* **TASKS TO COMPLETE**:
1. In the comments on health promotion in Uganda, what does the second comment call community radio?
2. According to the comments on health promotion in Uganda, why do activists find it hard to call for citizen participation through community radio? Answer in one to three sentences.
3. Quote the comments on health promotion in Uganda, beginning at "It is really" and stopping after "Kudos to Uganda!".

* **SELECTED PASSAGE**:
★ ★ ★ ★

It is really heartwarming to see those people in the grassroots level work their way out to promote health and wellness in the society. HIV and AIDS may be prevalent nowadays but with a matter of proper health promotion and education, the people will be fully aware of how to prevent these diseases. If only health care systems will focus more on health education, this world would really be better. Kudos to Uganda!

Adams Steve

Thank you Javie for this piece. Indeed, community radio is now a "life line" for communities to demand for service delivery in Uganda and most activists continue to find it hard to fully call for citizen participation and engage people in authority on the same. Either the costs of such radio shows are exorbitant for an activist without a budget or such activist is put under intense pressure whenever he/she seeks to promote accountability and fight corruption. This effort to demand for the right to health is commendable but where we have reached in Uganda, we need efforts to fight for virtually ALL rights. As a human rights defender, these are things we seek to foster. Thank you for the good work Comrade.

★ ★ ★ ★

* **RECORDS SHOWN**:

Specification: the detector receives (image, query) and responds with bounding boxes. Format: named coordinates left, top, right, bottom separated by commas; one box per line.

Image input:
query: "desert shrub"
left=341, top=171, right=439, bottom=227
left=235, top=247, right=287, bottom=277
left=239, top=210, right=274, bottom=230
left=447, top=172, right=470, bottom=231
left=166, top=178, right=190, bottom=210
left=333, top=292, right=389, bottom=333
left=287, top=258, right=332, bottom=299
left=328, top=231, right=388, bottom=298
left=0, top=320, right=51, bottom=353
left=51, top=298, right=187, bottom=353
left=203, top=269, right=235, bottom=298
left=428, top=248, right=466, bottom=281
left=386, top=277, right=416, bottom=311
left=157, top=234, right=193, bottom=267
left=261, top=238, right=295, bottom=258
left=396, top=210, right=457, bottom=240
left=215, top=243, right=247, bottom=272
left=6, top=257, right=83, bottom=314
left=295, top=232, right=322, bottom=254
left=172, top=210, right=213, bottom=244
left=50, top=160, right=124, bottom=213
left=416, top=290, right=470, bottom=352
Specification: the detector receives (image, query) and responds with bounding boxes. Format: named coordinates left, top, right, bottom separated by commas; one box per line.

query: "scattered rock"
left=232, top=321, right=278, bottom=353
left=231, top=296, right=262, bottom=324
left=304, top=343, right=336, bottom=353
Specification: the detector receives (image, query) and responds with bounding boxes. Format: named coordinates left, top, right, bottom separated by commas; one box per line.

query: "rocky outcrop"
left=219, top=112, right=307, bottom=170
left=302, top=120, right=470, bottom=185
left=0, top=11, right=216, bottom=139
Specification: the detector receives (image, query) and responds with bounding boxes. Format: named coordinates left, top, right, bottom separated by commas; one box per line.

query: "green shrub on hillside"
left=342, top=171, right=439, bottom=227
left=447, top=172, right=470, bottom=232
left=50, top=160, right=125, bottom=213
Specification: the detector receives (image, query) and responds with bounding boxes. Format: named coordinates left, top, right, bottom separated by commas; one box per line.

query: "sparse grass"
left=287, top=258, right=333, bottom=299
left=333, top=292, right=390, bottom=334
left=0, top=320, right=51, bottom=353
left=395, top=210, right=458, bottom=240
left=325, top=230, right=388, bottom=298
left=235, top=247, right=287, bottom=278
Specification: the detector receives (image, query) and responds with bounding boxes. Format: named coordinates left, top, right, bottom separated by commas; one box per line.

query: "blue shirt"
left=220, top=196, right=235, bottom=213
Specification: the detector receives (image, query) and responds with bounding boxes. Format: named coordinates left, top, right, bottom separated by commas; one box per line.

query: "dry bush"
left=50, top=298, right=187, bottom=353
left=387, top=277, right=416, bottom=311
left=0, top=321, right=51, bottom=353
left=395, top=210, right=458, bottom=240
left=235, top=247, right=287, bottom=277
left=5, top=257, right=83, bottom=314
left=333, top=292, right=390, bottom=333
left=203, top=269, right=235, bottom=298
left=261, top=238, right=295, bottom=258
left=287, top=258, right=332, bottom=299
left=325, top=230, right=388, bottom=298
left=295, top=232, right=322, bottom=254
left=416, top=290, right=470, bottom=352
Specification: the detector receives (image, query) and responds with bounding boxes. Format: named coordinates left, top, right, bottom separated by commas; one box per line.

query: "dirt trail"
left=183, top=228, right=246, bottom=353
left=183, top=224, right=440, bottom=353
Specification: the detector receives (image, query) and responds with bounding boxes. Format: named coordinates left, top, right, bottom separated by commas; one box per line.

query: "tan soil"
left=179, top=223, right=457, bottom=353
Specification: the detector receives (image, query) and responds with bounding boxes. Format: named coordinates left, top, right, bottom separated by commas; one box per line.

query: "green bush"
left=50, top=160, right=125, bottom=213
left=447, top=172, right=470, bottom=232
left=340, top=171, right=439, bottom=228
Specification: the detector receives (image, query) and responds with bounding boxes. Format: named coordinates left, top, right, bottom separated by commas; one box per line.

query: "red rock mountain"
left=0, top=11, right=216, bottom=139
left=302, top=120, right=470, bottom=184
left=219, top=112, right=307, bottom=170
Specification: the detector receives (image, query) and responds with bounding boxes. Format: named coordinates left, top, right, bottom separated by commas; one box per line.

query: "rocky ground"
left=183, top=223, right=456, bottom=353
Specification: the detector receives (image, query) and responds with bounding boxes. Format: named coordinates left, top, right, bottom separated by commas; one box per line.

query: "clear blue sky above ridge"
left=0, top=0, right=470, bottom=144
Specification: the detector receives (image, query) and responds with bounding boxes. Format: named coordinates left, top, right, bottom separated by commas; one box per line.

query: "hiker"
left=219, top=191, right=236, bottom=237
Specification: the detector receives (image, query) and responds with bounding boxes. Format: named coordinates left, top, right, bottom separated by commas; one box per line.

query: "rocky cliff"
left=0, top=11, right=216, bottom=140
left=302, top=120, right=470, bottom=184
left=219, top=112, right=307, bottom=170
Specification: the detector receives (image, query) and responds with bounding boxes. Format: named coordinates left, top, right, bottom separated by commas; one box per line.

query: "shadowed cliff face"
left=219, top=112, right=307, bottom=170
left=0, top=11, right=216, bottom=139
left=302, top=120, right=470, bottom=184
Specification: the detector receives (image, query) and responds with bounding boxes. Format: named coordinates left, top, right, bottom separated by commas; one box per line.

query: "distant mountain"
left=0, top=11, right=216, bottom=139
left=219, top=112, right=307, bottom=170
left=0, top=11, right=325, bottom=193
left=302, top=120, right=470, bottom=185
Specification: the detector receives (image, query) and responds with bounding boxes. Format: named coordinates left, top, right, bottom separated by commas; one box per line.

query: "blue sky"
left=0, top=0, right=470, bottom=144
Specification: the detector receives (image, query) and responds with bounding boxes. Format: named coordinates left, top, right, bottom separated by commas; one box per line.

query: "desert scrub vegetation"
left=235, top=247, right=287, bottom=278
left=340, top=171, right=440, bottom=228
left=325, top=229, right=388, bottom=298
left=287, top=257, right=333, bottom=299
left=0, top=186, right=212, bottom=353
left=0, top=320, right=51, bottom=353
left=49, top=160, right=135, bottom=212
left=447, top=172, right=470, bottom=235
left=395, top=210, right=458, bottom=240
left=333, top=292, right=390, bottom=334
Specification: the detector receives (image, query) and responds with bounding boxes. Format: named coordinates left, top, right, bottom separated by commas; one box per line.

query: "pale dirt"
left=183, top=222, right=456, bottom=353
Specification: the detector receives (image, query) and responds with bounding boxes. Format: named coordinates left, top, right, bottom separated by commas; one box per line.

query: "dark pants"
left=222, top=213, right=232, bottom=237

★ ★ ★ ★

* **EXERCISE RESULTS**:
1. It calls community radio a "life line" for communities to demand service delivery in Uganda.

2. Radio shows can cost too much for an activist who has no budget. Activists are also put under intense pressure when they try to promote accountability and fight corruption.

3.
It is really heartwarming to see those people in the grassroots level work their way out to promote health and wellness in the society. HIV and AIDS may be prevalent nowadays but with a matter of proper health promotion and education, the people will be fully aware of how to prevent these diseases. If only health care systems will focus more on health education, this world would really be better. Kudos to Uganda!